Exercise instructions | All lines from the one containing "Give one point for each instance of the grass" through the final line of the material below must appear exactly as they are, with nothing else.

Available data |
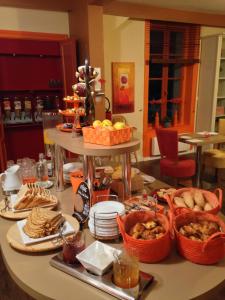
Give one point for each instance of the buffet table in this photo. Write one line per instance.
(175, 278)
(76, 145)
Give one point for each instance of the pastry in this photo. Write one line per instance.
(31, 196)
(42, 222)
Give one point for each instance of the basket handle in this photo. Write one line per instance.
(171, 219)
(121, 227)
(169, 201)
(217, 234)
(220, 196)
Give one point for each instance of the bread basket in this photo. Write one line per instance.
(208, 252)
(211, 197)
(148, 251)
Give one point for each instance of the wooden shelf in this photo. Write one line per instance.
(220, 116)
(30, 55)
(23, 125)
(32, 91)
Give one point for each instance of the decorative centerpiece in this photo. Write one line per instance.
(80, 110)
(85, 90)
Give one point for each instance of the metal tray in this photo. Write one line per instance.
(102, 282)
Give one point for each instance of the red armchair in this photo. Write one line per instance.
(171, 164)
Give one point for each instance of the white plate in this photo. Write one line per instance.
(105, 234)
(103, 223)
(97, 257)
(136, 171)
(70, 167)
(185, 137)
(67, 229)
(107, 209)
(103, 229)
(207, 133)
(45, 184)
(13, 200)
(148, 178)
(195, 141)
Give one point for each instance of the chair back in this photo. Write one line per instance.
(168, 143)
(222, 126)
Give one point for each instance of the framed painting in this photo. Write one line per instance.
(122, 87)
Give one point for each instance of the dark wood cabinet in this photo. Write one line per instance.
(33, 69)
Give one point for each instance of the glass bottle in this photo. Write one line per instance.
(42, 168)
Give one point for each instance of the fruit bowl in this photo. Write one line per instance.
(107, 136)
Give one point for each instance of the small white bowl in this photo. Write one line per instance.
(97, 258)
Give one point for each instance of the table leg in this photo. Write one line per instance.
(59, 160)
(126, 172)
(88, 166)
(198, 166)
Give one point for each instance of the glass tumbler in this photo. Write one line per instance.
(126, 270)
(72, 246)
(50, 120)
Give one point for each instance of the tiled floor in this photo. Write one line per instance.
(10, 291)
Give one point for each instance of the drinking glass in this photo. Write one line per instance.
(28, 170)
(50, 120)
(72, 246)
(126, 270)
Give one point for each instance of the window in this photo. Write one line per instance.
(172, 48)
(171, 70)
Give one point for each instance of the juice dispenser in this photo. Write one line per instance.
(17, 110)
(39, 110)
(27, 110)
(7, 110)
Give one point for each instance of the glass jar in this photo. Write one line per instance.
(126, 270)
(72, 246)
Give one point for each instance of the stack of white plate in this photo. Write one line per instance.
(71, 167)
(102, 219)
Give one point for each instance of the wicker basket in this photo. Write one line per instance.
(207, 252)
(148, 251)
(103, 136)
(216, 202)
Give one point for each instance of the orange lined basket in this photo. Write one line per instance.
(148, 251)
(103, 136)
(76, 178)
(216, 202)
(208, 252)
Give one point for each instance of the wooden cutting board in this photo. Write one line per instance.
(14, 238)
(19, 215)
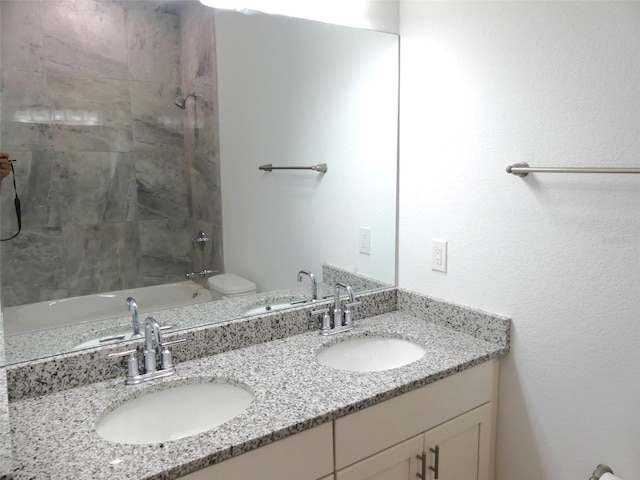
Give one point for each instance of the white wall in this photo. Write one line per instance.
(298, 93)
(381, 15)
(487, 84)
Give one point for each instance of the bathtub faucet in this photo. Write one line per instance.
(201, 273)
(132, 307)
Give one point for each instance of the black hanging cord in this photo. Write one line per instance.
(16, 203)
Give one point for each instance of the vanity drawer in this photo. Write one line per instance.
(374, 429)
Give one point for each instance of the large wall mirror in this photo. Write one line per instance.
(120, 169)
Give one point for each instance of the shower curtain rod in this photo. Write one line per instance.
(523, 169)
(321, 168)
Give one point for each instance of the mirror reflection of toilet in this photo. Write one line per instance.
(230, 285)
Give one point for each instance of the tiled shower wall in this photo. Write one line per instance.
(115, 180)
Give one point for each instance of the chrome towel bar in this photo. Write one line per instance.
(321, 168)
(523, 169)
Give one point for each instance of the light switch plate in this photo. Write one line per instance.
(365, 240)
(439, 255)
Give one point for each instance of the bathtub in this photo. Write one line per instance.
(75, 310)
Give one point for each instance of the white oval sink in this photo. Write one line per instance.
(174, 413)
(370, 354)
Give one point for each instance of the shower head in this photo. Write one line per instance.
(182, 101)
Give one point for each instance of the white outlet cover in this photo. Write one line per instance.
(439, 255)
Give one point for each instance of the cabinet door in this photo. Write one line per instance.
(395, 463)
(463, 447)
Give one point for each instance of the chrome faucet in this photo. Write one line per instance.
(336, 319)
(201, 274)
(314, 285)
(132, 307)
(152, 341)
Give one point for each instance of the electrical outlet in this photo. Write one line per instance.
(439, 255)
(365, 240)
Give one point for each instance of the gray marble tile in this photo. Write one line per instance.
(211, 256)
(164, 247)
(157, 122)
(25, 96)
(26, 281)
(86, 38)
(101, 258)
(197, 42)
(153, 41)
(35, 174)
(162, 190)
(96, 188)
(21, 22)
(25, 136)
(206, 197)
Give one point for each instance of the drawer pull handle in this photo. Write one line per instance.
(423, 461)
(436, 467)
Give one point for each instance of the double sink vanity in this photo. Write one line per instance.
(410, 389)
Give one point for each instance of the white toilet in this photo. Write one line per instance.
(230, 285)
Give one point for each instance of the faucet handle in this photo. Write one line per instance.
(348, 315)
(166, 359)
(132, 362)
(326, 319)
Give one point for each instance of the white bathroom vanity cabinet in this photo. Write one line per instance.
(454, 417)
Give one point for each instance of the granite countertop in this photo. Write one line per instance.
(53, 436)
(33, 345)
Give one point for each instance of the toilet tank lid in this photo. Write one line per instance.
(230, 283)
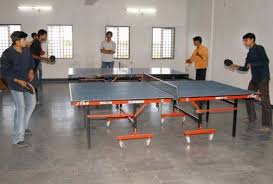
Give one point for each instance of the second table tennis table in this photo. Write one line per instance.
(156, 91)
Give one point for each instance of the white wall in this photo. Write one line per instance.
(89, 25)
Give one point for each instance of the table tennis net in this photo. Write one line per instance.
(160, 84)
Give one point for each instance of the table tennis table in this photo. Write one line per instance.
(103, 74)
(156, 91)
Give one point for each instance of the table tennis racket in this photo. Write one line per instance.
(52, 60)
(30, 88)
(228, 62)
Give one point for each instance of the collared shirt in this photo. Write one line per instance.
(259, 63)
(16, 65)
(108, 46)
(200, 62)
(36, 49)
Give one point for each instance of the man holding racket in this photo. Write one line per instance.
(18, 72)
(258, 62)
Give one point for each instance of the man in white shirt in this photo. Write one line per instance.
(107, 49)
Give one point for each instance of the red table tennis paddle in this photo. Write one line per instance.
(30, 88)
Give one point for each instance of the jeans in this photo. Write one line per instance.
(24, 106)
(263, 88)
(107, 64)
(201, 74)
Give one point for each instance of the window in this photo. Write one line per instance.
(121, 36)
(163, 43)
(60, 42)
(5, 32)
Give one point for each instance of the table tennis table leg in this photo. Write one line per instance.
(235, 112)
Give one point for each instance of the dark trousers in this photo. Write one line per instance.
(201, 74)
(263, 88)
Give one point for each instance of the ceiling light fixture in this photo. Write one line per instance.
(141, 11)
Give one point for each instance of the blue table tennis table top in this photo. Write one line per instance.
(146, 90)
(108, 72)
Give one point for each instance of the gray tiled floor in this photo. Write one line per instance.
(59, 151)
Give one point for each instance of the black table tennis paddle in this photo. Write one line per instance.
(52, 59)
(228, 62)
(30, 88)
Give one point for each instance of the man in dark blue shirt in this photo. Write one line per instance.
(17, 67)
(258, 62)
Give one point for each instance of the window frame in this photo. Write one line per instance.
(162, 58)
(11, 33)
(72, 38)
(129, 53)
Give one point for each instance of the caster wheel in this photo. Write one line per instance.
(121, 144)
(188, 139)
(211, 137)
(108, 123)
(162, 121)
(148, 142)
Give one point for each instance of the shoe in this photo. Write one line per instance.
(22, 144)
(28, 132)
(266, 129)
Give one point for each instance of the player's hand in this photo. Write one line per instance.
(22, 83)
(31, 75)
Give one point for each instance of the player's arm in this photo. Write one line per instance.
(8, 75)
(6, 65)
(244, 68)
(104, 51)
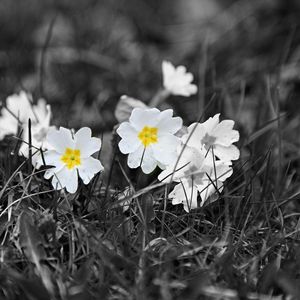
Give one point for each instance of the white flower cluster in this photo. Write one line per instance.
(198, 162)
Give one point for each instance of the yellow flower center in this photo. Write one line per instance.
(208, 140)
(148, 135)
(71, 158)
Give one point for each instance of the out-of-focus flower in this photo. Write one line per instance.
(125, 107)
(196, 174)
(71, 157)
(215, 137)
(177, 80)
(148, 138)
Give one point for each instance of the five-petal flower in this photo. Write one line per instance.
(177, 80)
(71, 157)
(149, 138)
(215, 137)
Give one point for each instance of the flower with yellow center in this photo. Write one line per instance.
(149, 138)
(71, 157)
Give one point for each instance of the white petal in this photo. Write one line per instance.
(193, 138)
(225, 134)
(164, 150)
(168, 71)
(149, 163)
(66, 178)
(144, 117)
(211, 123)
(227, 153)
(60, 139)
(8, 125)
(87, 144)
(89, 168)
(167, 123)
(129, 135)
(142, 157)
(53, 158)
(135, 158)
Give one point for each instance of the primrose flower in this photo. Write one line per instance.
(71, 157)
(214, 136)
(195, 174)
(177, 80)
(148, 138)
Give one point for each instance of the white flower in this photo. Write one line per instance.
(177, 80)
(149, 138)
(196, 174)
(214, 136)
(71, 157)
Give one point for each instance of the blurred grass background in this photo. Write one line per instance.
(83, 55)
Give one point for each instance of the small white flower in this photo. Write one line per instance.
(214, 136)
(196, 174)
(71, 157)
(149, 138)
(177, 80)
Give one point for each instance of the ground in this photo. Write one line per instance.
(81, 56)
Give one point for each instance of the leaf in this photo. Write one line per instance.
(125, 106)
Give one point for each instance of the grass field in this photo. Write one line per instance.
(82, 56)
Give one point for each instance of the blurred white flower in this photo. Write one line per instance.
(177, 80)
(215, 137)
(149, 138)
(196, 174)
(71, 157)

Final answer |
Give one point for each instance of the grass field in this photo. Write one line per instance.
(82, 56)
Give one point for each instance of the blurred white flower in this photo. Write one line per instance.
(177, 80)
(215, 137)
(149, 138)
(196, 174)
(71, 157)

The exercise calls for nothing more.